▶

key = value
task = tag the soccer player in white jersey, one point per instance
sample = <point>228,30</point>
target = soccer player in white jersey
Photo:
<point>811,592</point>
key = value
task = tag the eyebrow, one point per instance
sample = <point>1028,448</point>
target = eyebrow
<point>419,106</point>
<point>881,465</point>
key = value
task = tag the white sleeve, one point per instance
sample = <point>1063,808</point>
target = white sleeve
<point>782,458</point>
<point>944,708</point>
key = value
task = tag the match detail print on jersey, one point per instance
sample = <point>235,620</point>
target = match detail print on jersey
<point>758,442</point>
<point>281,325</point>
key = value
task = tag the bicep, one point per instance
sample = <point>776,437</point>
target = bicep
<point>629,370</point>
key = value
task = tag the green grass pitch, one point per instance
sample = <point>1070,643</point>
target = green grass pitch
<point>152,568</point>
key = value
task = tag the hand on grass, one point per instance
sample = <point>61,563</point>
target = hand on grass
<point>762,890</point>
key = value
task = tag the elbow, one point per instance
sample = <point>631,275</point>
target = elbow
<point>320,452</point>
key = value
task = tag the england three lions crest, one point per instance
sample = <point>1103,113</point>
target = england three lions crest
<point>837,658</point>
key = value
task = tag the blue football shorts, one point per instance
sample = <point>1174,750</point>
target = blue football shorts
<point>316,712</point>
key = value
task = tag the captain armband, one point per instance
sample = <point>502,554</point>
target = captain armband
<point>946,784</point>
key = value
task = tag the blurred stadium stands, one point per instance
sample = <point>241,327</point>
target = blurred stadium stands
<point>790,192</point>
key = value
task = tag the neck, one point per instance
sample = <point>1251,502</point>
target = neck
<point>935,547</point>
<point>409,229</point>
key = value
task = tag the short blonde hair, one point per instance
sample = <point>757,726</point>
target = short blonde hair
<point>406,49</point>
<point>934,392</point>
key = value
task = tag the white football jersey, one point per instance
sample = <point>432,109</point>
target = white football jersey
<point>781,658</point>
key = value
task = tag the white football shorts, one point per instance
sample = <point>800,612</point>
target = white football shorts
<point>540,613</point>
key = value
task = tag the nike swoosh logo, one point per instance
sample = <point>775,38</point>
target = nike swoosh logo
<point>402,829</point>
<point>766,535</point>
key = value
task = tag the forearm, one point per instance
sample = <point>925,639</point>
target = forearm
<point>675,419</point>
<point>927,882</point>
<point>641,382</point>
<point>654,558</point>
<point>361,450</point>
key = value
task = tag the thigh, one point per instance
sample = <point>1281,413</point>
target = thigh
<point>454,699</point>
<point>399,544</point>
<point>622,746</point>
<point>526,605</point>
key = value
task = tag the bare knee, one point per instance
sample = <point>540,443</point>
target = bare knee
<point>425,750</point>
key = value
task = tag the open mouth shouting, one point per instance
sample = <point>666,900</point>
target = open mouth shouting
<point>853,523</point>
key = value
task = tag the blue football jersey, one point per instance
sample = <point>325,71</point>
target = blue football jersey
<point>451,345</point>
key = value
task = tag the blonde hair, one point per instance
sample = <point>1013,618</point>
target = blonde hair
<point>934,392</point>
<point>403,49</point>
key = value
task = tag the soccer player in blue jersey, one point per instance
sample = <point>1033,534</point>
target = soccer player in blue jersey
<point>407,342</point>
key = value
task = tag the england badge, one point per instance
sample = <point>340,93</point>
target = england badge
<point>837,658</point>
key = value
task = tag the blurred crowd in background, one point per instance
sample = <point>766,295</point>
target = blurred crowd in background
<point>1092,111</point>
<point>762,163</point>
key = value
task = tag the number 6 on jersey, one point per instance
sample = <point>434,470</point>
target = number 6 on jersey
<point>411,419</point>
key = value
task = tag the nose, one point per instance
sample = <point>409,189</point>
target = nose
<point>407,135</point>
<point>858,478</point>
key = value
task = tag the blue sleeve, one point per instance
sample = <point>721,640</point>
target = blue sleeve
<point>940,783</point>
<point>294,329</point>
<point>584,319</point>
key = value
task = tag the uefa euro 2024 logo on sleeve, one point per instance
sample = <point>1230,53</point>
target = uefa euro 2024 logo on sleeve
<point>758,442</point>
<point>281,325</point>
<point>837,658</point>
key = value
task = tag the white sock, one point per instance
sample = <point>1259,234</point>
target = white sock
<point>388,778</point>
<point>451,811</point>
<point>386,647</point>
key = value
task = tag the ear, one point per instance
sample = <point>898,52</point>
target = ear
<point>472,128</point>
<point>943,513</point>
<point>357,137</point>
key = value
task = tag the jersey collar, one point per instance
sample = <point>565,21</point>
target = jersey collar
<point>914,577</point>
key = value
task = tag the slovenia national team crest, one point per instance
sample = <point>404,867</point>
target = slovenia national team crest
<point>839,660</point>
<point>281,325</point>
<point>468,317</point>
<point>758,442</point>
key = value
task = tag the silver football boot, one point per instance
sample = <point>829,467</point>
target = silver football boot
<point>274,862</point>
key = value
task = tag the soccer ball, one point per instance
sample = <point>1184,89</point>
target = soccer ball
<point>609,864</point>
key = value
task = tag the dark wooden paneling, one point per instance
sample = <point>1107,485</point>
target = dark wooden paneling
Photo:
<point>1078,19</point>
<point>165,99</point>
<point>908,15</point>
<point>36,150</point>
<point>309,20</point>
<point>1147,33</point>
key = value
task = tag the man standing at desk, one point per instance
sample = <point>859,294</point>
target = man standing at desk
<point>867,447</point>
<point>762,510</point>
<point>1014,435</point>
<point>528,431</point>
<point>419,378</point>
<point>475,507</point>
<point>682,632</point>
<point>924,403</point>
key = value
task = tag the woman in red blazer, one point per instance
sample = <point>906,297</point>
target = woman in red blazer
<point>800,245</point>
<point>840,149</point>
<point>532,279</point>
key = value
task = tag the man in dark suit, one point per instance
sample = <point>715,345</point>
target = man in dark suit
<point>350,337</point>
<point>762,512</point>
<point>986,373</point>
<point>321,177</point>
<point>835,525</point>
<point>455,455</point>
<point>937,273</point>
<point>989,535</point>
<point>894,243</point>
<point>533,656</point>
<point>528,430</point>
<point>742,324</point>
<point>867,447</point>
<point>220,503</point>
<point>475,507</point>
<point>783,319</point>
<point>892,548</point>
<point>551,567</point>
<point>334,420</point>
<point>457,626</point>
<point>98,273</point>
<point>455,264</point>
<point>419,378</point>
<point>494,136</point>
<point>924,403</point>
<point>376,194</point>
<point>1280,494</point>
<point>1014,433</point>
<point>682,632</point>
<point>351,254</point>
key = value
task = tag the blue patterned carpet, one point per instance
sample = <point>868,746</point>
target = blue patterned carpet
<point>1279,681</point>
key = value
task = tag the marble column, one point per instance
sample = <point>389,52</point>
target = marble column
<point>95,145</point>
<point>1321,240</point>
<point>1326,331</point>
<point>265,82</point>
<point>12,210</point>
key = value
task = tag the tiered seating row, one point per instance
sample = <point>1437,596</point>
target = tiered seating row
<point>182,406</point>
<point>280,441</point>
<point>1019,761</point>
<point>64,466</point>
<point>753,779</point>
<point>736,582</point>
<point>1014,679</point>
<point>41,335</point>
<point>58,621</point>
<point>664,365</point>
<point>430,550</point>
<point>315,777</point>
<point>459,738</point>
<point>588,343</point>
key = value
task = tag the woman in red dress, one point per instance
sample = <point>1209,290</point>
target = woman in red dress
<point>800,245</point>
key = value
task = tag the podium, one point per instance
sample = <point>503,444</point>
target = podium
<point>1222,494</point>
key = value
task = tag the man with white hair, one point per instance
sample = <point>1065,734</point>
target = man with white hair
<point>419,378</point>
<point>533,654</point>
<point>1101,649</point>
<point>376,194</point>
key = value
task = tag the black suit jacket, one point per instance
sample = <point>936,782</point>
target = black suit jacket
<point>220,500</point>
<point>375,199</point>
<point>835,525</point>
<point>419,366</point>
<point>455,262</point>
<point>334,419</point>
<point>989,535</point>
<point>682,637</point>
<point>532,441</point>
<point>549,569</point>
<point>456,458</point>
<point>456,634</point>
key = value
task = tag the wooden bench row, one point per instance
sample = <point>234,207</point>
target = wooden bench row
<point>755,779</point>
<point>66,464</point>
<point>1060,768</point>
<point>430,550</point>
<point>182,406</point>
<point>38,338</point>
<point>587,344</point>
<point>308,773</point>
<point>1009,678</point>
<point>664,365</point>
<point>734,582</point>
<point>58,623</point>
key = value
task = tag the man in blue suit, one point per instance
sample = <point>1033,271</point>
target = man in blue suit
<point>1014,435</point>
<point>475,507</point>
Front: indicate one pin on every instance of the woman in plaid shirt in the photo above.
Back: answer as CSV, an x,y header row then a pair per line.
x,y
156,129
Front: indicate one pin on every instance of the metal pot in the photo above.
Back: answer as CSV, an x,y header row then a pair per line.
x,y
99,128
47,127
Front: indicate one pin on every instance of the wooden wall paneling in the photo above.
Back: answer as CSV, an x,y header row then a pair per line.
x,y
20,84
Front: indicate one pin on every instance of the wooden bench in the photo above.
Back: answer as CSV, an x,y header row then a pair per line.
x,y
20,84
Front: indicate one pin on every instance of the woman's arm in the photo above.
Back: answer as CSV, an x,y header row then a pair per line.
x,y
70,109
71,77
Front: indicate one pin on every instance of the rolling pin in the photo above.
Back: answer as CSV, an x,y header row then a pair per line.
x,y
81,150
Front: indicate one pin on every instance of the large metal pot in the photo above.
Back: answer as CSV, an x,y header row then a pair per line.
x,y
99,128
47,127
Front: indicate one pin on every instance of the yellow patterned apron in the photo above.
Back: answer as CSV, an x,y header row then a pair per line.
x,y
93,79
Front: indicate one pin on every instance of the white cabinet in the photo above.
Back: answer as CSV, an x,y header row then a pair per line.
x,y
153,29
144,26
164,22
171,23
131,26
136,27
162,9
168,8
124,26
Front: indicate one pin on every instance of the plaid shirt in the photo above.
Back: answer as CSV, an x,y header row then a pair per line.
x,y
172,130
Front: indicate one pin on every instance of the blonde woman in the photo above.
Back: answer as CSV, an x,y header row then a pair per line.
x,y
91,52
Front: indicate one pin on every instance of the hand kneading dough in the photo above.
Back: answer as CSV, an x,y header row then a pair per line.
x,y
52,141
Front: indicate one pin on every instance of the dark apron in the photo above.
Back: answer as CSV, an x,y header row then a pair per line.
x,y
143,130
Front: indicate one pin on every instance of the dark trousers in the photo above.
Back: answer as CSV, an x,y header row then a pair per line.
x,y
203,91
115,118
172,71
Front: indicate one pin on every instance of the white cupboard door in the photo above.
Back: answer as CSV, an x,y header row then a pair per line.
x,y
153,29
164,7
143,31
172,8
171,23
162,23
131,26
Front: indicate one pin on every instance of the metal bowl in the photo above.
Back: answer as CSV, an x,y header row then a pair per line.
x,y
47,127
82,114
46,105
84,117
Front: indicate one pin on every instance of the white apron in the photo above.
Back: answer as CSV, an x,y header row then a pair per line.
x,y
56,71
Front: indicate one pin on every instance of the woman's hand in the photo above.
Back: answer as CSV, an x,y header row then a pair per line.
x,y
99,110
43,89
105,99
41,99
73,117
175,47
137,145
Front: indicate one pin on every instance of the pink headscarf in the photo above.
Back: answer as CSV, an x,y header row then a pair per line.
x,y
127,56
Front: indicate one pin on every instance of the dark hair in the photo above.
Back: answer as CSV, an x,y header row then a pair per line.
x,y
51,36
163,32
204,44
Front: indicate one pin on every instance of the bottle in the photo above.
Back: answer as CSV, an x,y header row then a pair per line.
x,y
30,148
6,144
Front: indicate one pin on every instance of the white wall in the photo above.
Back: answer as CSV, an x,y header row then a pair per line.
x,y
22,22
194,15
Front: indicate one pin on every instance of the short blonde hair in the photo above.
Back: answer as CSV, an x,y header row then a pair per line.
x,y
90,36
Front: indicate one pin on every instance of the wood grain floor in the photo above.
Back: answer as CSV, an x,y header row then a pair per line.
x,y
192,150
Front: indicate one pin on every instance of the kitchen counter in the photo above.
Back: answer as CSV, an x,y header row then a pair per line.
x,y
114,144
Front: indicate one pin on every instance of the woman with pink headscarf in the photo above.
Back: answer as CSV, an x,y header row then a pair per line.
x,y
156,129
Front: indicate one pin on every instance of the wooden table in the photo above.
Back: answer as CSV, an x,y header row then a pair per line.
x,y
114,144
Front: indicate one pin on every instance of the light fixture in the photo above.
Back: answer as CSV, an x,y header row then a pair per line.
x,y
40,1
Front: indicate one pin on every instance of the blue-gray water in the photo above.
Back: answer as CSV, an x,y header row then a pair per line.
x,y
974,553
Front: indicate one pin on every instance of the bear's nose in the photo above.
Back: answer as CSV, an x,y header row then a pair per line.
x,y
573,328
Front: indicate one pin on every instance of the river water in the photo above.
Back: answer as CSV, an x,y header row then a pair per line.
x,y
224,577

◀

→ **Goal of the exercise**: Using the data above, reproduce exactly the lines from the line that contains "task = tag the soccer ball, one" through the line that contains "target = dark wooden paneling", including both.

→ **Result**:
task = tag the soccer ball, one point per instance
sample = <point>1184,89</point>
target = soccer ball
<point>609,864</point>
key = value
task = tag the dark wooden paneling, one point per instance
sample = <point>1107,485</point>
target = dark wooden paneling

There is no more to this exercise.